▶ **SUPPLIED PASSAGE**
May 26 - August 19, 2007

 

Image courtesy of Flint Institute of Arts

 

The Flint Institute of Arts has long held an outstanding collection of works of art by artists of the Midwest, especially from the first half of the twentieth century. In the past decade, the collection has expanded in breadth and depth to include hundreds of examples, often direct and energetic in approach, from the most significant artists of the region. This exhibition features 100 paintings, prints, and drawings, primarily created between 1910 and 1960, which present the subjects, styles, and individual statements of the artists of the Midwest.

 

Wall text from the exhibition

 
Daily Life
 
Great Lakes painters expressed a particular kinship with the everyday lives and activities of people of the Upper Midwest. Populist sentiment suffuses their art, with scenes of people at work, at leisure, and going about the routines of daily life.
 
Ethel Gath's The Sewing Machine or Sunday Morning and Basil Hawkins' The Card Players present two intimate interior scenes of daily life in Flint, Michigan. Lawrence McConaha's Springwood depicts bathers enjoying a respite from the summer's heat in Richmond, Indiana. Joseph Sparks' Net Mending Row shows a worker amongst the wooden net winders and storage sheds along the shoreline of Lake Michigan. James Flora's Mount Adams Winter Scene presents an expansive view of a winter day in Cincinnati, Ohio. In the foreground, a gathering of adults and children are seen whiling away the hours skating and sledding.
 
 
Industry
 
Industry was the lifeblood of the Great Lakes region during the twentieth century, providing thousands of workers with steady employment. Artists produced compelling scenes of mining, shipping, building, and manufacturing, documenting the region's economic legacy, and industries impact, both positive and negative, on the daily lives of its people. (right: Fred Biesel, American, 1893 - 1962, Evening - South Chicago, Oil on canvas, 1925, 26 x 30 inches. Collection of the Flint Institute of Arts, courtesy of the Isabel Foundation, L2003.43)
 
Great Lakes artists recorded the production cycle in its entirety, from the excavation and transportation of raw materials from around the Great Lakes to its processing and production in the region's urban centers. Clarence Carter's Coal Docks at Superior and Cameron Booth's Iron Ore depict coal and iron ore storage. Aaron Gorson's Barges Passing Under a Bridge shows material transit across the region's network of waterways. Lawrence McConaha's powerful image, Coke Otto, and Zoltan Sepeshy's Steel Mill-Zug Island, depict the massive facilities required for steel production. Alexander Levy's Stamping Room-Pierce Arrow Factory, and Jack Keijo Steele's Assembly Line signify the end of the cycle, as steel is stamped and welded in the region's automotive assembly plants.
 
Cities
 
Chicago and Cleveland emerged as prominent centers of Great Lakes artistic production during the first half of the twentieth century. Cleveland held strong artistic ties to northern Europe, whereas Chicago represented a more ethnically diverse population. Both cities' cultural institutions actively patronized and exhibited regional art. Other cities across the region such as Minneapolis/St.Paul, Milwaukee, Indianapolis, Detroit, Buffalo, and Pittsburgh were also well represented by their artistic communities.

▶ **RECORD LIST**

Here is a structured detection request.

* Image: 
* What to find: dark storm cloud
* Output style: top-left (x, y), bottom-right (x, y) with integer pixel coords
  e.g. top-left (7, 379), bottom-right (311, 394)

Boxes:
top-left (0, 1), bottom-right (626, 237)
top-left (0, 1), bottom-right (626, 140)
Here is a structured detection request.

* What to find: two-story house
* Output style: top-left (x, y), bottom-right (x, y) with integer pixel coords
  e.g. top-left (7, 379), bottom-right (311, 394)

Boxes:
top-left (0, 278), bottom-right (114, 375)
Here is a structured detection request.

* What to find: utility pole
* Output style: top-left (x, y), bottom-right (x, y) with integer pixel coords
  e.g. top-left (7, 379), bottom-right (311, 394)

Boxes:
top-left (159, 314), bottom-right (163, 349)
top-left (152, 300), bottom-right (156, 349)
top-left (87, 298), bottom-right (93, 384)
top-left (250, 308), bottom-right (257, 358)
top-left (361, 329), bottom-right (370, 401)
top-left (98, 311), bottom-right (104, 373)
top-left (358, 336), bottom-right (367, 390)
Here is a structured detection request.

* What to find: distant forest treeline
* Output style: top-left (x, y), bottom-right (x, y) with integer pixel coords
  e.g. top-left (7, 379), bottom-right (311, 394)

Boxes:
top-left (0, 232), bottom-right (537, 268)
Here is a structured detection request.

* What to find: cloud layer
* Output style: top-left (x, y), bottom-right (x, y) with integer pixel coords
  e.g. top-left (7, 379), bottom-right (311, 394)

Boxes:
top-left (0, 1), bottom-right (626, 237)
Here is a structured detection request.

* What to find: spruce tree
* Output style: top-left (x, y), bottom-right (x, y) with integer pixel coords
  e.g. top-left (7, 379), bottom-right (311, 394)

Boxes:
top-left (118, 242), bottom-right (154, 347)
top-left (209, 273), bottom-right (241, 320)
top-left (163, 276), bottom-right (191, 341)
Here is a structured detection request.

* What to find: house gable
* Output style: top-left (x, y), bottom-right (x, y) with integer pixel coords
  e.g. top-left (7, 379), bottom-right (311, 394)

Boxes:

▶ **TASK DETAILS**
Could you edit the Midwest art exhibition text, starting with "Image courtesy of" and going on through "of the Midwest.", so that "archive" replaces "collection"?

▶ **REPLY TO THE TASK**
Image courtesy of Flint Institute of Arts

 

The Flint Institute of Arts has long held an outstanding archive of works of art by artists of the Midwest, especially from the first half of the twentieth century. In the past decade, the archive has expanded in breadth and depth to include hundreds of examples, often direct and energetic in approach, from the most significant artists of the region. This exhibition features 100 paintings, prints, and drawings, primarily created between 1910 and 1960, which present the subjects, styles, and individual statements of the artists of the Midwest.